━━ Dataset records ━━
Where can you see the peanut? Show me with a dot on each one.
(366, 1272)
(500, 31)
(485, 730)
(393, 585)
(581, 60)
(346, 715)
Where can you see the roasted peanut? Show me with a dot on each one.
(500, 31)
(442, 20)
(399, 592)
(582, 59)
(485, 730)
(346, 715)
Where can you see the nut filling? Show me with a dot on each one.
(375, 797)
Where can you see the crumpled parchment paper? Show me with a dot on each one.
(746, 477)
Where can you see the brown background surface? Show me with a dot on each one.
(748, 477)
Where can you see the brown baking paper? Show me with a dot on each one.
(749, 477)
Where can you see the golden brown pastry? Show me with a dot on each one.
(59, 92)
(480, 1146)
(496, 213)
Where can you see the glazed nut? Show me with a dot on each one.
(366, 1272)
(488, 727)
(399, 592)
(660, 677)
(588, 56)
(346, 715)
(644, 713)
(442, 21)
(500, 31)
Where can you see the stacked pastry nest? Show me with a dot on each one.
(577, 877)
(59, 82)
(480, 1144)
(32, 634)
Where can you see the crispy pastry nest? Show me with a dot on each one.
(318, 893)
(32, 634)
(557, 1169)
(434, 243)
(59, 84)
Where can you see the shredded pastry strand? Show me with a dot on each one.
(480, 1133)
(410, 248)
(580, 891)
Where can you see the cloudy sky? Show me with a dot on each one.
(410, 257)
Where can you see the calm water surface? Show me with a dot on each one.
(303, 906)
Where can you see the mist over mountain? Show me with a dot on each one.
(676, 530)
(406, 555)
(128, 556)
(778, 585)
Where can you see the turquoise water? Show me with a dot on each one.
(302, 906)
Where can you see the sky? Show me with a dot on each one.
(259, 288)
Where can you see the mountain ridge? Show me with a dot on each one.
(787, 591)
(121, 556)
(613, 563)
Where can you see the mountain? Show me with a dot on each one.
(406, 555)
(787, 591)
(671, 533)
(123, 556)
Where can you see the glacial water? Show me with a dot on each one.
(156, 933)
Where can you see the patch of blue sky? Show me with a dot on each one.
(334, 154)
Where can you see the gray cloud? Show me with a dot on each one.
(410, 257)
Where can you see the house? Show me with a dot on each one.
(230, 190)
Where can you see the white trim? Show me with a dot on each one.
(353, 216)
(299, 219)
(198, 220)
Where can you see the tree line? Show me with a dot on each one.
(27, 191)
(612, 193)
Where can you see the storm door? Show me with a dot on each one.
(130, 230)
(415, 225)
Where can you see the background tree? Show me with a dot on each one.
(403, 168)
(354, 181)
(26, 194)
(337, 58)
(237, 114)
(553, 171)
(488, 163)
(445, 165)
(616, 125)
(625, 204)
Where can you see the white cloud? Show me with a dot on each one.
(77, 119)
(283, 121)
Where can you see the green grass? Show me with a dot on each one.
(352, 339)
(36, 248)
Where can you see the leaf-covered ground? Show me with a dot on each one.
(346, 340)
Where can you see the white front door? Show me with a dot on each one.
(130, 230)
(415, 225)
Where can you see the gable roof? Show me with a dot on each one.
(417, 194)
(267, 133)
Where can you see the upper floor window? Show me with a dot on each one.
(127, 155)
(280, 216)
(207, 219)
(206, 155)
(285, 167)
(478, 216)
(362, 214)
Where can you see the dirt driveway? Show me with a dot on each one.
━━━
Requirements: Go through the entries and repeat each one exactly.

Solution to this problem:
Where can you see the peanut? Show me with a dot on each one.
(366, 1272)
(500, 31)
(485, 730)
(393, 585)
(581, 60)
(346, 715)
Where can you see the roasted peanut? Show me with a dot on each one.
(500, 31)
(442, 20)
(399, 592)
(582, 59)
(485, 730)
(346, 715)
Where can you see the nut filling? Show me with a dot on each one.
(375, 797)
Where can you see the crumpled parchment paper? Show me with a dot on each one.
(746, 477)
Where can you see the brown background surface? Show me with a dot on each one.
(748, 477)
Where can you see the brown baking paper? Show me with a dot on each one.
(749, 477)
Where can you see the golden brown pastry? Show me with a dot on each one.
(59, 92)
(480, 1146)
(496, 213)
Where can you see the glazed nut? Show me with a dot on each one.
(366, 1272)
(488, 727)
(399, 592)
(660, 677)
(588, 56)
(346, 715)
(644, 713)
(442, 21)
(500, 31)
Where can you see the stacked pastry nest? Show me with a dot on each one.
(577, 877)
(59, 82)
(480, 1144)
(32, 634)
Where can you see the crispy pastry nest? Show me with a dot on each one.
(318, 893)
(32, 634)
(557, 1169)
(434, 243)
(59, 84)
Where can you see the shredded pastry strand? Show me with a dot on each one.
(480, 1133)
(410, 248)
(580, 891)
Where can you see the cloudy sky? Show me with a dot on each one.
(410, 257)
Where can you see the calm water surface? Show me with a dot on each one.
(303, 906)
Where can you see the mist over mountain? Show me with a dot on each one.
(676, 530)
(406, 555)
(128, 556)
(778, 585)
Where can you see the turquoise water? Show me with a dot on each one.
(302, 906)
Where can you see the sky? Show me with a dot on each one.
(259, 288)
Where can you see the mountain ridge? Show me with a dot on each one.
(787, 591)
(121, 556)
(613, 563)
Where can you see the mountain? Show me with a dot on each one.
(406, 555)
(787, 591)
(671, 533)
(123, 556)
Where can you see the glacial water? Show me with a dot on each one.
(156, 933)
Where can you see the patch of blue sky? Show me with a dot on each one.
(334, 154)
Where can you see the gray cloud? Show me with a dot on each one.
(410, 257)
Where can you see the house? Show me with a dot on each one.
(230, 190)
Where can you see the white trim? Show me with a dot on each one.
(353, 216)
(299, 219)
(198, 220)
Where can you see the tree line? Show me with a dot on each one.
(27, 191)
(612, 193)
Where can you see the storm door? Show me with a dot on each one.
(130, 230)
(415, 225)
Where can you see the background tree? Show me with a dot on each one.
(403, 168)
(354, 181)
(26, 194)
(337, 58)
(237, 114)
(553, 171)
(488, 163)
(445, 165)
(616, 125)
(625, 204)
Where can you see the white cloud? Show me with a dot on each one.
(77, 119)
(283, 121)
Where can you see the green grass? Show me with a dot on each one.
(352, 339)
(36, 248)
Where can you see the leaf-covered ground? Show me with a dot on each one.
(346, 340)
Where can you see the white front door? Show me with a dot on each one.
(130, 230)
(415, 225)
Where can you see the gable roof? Show me with a dot on each one.
(417, 194)
(267, 133)
Where can you see the upper floor window? Show me with a dot on each one.
(127, 155)
(280, 216)
(207, 219)
(206, 155)
(285, 167)
(478, 216)
(362, 214)
Where can you see the dirt driveway? Show me with a dot on each one.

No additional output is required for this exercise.